--- Begin ---

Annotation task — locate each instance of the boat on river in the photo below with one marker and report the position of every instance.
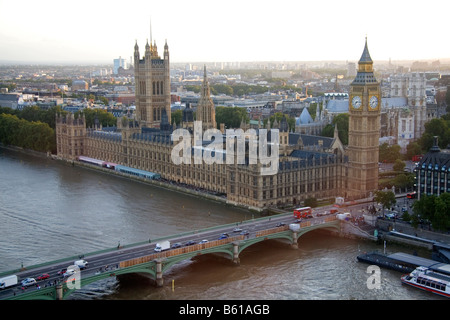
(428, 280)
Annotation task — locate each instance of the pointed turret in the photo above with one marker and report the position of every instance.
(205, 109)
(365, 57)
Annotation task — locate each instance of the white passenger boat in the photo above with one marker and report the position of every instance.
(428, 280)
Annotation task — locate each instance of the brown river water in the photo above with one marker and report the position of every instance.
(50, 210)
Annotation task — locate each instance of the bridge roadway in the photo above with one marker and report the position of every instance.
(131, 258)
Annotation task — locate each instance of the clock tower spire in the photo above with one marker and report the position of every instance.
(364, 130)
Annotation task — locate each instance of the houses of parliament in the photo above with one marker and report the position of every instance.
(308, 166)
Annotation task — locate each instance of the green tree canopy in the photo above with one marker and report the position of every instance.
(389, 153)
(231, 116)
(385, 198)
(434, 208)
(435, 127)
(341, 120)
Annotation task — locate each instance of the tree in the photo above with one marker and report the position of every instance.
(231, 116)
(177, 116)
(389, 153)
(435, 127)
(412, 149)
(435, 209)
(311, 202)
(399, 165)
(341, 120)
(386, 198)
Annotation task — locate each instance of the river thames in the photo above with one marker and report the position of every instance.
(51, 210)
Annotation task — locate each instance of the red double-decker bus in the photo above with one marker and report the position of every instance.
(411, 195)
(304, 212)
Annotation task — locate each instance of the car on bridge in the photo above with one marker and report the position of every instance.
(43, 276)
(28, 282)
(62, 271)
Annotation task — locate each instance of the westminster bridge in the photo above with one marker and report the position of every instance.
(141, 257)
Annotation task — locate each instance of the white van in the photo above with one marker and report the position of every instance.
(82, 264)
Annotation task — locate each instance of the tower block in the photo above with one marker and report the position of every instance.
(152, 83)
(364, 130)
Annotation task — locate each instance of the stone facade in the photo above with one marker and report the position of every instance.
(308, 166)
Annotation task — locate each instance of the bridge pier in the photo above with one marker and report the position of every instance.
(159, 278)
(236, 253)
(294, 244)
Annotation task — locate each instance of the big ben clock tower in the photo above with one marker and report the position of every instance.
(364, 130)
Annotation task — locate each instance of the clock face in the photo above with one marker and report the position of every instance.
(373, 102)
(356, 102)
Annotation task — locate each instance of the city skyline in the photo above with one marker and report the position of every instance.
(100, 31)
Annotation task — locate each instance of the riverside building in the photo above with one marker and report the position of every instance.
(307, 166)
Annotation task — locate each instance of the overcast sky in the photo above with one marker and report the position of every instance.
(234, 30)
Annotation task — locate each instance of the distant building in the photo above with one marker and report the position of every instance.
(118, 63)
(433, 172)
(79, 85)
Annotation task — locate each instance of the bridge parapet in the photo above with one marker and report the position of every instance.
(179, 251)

--- End ---
--- Begin ---

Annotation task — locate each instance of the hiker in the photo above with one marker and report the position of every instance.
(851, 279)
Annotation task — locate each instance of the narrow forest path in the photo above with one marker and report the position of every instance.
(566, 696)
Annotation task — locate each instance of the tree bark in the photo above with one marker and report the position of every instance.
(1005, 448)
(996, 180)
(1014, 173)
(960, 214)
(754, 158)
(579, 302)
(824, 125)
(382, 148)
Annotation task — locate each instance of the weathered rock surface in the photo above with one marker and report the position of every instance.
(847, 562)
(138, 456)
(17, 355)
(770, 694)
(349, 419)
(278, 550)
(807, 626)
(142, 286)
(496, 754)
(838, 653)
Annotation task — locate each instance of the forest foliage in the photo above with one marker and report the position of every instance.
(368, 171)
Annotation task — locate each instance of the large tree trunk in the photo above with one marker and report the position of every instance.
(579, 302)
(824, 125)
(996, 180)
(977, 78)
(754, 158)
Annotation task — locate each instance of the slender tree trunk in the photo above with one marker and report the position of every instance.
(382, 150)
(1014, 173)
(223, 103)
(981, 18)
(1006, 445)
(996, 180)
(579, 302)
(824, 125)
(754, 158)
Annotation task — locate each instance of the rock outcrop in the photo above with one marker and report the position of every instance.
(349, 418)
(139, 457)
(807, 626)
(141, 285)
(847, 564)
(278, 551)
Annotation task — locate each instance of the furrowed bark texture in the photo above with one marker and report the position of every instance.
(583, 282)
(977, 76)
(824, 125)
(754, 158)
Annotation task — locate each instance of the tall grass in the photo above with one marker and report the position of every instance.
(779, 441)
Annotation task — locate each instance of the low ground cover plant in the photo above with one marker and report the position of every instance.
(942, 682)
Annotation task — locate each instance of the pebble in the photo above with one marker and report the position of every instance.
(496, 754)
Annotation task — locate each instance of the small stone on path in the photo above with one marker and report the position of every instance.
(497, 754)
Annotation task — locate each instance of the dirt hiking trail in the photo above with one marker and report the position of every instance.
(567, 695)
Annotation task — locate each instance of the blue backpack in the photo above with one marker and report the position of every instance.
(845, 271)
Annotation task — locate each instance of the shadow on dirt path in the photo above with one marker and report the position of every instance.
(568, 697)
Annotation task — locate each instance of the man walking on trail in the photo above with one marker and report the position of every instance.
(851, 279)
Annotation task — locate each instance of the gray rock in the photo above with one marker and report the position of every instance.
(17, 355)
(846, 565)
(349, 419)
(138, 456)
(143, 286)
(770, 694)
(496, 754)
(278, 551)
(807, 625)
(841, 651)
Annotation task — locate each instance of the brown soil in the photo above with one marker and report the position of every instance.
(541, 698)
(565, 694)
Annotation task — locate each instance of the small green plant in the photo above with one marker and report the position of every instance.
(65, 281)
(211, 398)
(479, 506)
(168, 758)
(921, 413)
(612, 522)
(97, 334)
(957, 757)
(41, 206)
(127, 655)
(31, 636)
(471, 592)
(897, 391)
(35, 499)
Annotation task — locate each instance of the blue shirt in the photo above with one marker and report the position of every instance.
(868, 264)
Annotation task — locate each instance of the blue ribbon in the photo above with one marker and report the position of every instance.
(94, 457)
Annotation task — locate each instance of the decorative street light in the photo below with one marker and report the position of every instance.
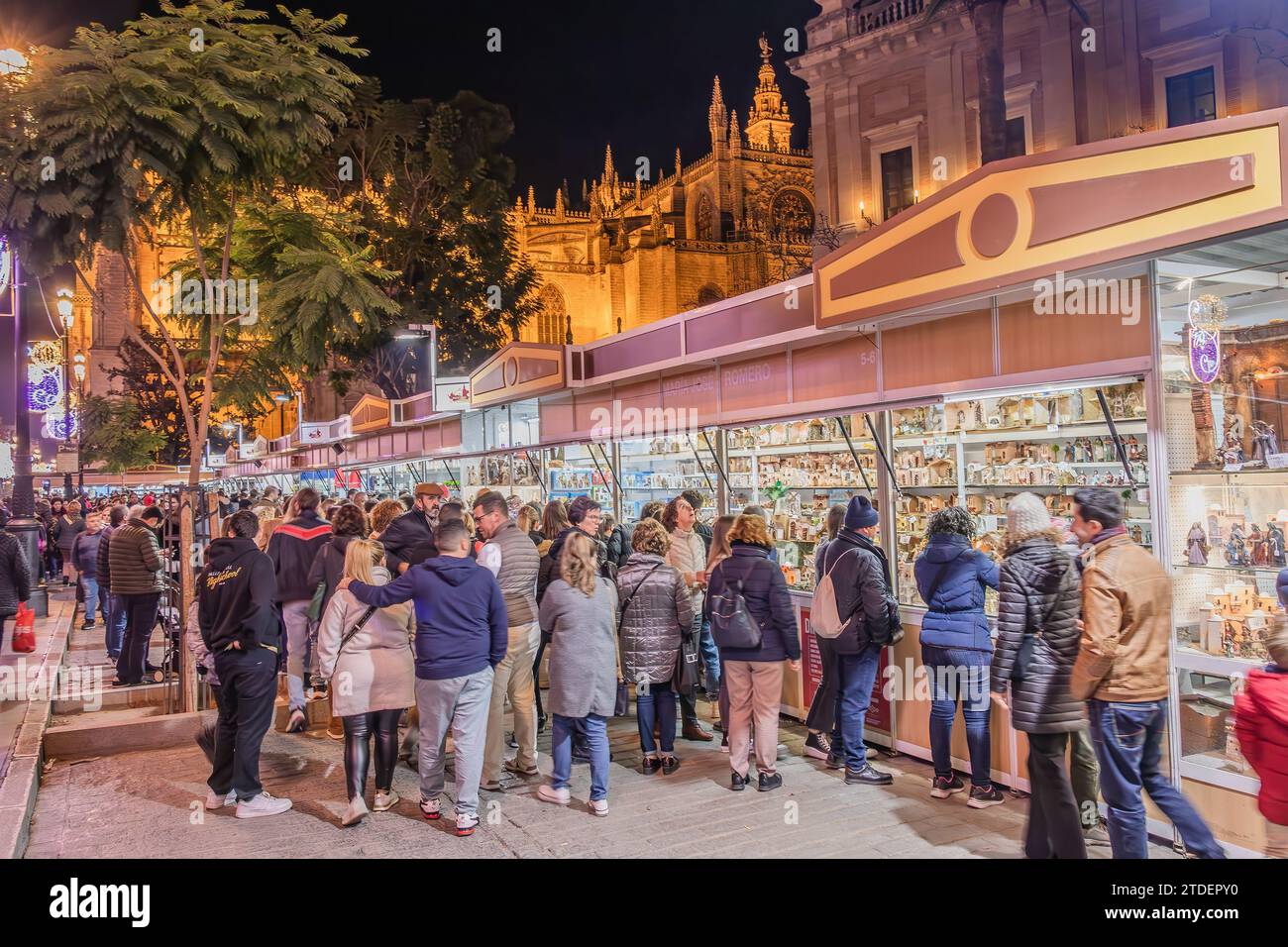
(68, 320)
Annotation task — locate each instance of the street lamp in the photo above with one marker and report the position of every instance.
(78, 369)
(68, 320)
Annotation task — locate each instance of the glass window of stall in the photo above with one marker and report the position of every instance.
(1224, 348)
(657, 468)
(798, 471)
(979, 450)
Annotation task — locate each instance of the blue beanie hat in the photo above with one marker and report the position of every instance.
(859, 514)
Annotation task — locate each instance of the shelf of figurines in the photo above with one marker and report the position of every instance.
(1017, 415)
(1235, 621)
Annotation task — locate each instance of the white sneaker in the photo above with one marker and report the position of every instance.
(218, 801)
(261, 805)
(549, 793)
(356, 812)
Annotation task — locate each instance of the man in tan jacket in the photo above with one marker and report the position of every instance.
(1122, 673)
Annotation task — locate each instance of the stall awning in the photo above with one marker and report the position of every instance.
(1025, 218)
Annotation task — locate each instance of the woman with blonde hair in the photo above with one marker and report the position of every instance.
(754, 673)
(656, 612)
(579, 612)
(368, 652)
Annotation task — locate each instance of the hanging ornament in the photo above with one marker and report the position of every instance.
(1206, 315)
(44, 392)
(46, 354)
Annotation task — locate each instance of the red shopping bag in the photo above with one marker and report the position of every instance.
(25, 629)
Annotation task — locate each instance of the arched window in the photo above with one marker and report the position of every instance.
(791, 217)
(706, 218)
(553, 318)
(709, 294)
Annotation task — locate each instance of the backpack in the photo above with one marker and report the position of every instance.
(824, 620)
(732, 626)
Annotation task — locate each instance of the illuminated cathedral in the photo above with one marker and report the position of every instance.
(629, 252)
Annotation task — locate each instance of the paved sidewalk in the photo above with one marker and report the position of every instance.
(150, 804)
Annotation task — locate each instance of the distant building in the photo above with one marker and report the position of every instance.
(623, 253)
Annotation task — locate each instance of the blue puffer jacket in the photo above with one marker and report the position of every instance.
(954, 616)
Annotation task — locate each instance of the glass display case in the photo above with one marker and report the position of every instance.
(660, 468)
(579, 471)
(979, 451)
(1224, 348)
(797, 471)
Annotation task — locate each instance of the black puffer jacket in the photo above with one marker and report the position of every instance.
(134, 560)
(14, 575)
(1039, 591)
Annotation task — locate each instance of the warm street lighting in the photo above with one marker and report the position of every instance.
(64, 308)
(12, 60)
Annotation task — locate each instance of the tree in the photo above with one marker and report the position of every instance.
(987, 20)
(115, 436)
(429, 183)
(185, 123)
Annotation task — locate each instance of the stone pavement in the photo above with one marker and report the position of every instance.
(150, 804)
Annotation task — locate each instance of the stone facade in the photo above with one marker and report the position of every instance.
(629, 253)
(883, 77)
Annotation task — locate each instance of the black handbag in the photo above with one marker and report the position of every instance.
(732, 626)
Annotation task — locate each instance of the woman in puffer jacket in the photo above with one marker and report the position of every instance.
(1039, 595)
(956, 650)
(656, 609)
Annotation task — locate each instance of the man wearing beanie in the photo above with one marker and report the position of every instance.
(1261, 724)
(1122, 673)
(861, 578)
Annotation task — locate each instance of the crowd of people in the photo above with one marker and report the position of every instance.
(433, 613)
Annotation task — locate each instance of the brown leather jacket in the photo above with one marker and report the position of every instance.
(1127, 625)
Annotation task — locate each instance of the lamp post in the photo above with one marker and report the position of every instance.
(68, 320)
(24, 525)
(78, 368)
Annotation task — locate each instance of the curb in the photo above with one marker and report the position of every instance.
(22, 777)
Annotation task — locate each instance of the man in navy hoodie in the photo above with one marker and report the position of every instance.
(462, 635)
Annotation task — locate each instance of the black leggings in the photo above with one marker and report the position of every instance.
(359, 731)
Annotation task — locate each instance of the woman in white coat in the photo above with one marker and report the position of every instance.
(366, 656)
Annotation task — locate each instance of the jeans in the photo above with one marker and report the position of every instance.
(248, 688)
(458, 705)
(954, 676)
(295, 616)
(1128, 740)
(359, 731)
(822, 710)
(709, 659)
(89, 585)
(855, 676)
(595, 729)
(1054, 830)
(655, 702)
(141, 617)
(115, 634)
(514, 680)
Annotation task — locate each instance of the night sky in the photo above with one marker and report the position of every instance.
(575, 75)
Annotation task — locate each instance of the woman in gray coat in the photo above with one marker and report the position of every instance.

--- End ---

● Given task
Could you recast the records above, from the line with "Annotation task — locate each instance of the white sneaker" to the line with "(1025, 218)", as a numbered list, both of those lines included and any blank lines left out?

● Finished task
1. Annotation task — locate each instance of the white sneaker in the photo above with one marker and report the position of every instance.
2. (218, 801)
3. (261, 805)
4. (549, 793)
5. (356, 812)
6. Annotation task — locate each instance of the man in tan jacket in the photo above with one marker and report the position of every instance.
7. (1122, 673)
8. Annotation task — locate each instance of the stall awning in the photo above with one marker and report the position of every instance.
9. (1025, 218)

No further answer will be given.